What is needed :: In the data below, find every line with the word "green" and copy it.

Top of Extracted information

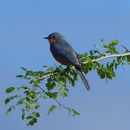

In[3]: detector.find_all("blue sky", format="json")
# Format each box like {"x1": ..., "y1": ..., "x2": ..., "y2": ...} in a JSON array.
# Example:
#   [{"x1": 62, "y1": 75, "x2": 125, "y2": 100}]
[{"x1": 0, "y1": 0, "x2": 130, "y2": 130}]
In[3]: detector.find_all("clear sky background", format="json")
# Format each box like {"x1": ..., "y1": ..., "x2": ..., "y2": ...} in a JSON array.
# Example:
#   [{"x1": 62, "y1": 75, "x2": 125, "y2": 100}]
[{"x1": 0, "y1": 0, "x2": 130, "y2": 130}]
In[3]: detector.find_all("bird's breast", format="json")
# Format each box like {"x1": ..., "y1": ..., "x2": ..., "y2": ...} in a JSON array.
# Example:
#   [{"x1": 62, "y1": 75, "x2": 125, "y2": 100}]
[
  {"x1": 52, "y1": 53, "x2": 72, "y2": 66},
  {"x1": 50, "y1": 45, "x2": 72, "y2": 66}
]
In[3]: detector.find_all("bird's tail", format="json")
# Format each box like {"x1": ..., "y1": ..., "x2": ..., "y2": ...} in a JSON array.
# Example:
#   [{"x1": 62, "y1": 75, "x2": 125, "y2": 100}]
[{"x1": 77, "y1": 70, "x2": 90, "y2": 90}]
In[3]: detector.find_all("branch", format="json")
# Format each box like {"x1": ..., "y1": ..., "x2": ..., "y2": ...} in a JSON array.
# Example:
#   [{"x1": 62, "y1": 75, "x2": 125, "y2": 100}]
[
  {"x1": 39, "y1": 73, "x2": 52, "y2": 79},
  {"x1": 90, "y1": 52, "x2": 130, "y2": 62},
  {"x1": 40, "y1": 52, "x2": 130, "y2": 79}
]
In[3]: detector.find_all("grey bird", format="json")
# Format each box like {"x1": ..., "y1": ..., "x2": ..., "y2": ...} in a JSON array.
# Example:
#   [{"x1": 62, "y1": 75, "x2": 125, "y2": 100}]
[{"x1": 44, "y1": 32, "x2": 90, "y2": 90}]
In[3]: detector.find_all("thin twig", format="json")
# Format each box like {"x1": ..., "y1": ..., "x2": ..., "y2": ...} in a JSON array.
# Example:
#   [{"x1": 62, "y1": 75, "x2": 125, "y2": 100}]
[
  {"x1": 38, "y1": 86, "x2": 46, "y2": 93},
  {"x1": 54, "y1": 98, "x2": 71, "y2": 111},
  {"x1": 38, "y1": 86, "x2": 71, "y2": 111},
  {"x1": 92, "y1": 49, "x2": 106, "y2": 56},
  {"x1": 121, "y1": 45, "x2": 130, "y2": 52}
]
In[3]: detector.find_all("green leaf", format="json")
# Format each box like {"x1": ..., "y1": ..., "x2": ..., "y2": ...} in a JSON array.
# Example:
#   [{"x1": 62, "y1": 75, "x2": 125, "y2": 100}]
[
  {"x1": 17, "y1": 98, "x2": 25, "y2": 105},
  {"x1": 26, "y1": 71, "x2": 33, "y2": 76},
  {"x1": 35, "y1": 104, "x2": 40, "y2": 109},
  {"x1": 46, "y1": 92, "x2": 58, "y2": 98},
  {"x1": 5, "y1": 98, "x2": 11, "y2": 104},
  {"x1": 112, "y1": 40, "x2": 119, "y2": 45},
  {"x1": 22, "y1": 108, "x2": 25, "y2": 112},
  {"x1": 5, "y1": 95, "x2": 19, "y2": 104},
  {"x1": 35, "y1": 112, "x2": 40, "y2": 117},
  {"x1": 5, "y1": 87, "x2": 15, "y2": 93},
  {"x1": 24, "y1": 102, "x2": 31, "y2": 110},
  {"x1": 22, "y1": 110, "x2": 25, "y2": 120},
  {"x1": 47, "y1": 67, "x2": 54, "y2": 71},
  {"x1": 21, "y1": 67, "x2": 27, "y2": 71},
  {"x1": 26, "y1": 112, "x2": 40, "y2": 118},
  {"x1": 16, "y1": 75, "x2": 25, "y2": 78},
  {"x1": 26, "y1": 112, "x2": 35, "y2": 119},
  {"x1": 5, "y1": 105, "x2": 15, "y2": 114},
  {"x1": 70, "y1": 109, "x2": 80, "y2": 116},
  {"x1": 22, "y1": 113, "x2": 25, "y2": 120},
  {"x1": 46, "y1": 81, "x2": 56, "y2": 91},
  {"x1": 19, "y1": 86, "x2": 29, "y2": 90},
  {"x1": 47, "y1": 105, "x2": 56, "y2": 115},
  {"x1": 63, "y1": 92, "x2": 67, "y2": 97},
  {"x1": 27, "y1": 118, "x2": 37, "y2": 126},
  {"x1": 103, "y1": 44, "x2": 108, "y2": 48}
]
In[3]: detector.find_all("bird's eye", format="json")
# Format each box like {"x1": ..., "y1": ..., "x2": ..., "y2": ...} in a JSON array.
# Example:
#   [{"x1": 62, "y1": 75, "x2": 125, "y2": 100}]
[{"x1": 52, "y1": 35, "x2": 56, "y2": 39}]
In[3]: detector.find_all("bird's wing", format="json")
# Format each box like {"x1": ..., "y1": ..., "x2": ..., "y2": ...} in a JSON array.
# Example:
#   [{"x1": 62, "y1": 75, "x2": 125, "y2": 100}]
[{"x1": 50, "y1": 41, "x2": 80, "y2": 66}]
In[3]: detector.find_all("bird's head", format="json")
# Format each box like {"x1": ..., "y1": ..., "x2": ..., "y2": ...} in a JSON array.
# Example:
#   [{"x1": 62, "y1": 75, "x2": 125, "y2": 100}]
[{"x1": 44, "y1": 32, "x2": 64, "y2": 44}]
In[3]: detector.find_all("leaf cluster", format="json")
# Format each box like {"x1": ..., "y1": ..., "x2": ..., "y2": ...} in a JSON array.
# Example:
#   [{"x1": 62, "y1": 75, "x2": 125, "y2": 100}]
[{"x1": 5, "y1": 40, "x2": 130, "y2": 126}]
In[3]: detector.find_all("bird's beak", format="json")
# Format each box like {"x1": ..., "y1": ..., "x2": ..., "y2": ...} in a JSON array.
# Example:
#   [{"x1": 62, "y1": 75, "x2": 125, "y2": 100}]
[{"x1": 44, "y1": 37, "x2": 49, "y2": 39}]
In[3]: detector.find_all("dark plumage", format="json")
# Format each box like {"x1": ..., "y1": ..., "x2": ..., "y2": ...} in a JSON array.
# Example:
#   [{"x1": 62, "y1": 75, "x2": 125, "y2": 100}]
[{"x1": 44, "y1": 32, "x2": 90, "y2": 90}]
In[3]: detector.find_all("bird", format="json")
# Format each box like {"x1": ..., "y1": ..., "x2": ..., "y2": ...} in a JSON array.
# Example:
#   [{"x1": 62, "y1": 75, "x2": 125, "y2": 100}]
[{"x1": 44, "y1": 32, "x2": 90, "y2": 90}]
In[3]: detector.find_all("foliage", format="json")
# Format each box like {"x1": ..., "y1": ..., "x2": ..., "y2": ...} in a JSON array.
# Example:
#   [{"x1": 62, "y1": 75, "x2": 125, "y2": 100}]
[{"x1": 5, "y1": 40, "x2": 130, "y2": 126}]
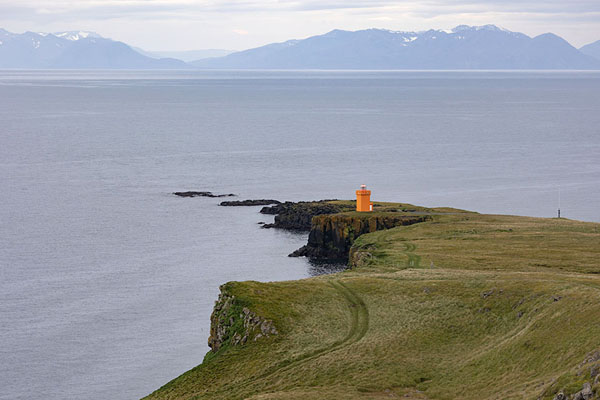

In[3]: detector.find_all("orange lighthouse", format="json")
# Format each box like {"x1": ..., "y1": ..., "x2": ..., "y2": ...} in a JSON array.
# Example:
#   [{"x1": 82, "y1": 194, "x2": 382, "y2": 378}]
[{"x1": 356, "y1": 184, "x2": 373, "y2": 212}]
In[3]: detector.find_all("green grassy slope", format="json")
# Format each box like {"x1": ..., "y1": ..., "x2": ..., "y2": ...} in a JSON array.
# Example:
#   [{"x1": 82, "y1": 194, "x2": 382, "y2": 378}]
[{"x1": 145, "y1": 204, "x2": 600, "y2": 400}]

Bottom of Extracted information

Exercise output ::
In[3]: detector.find_all("green leaf", format="json")
In[3]: detector.find_all("green grassy slope", format="json")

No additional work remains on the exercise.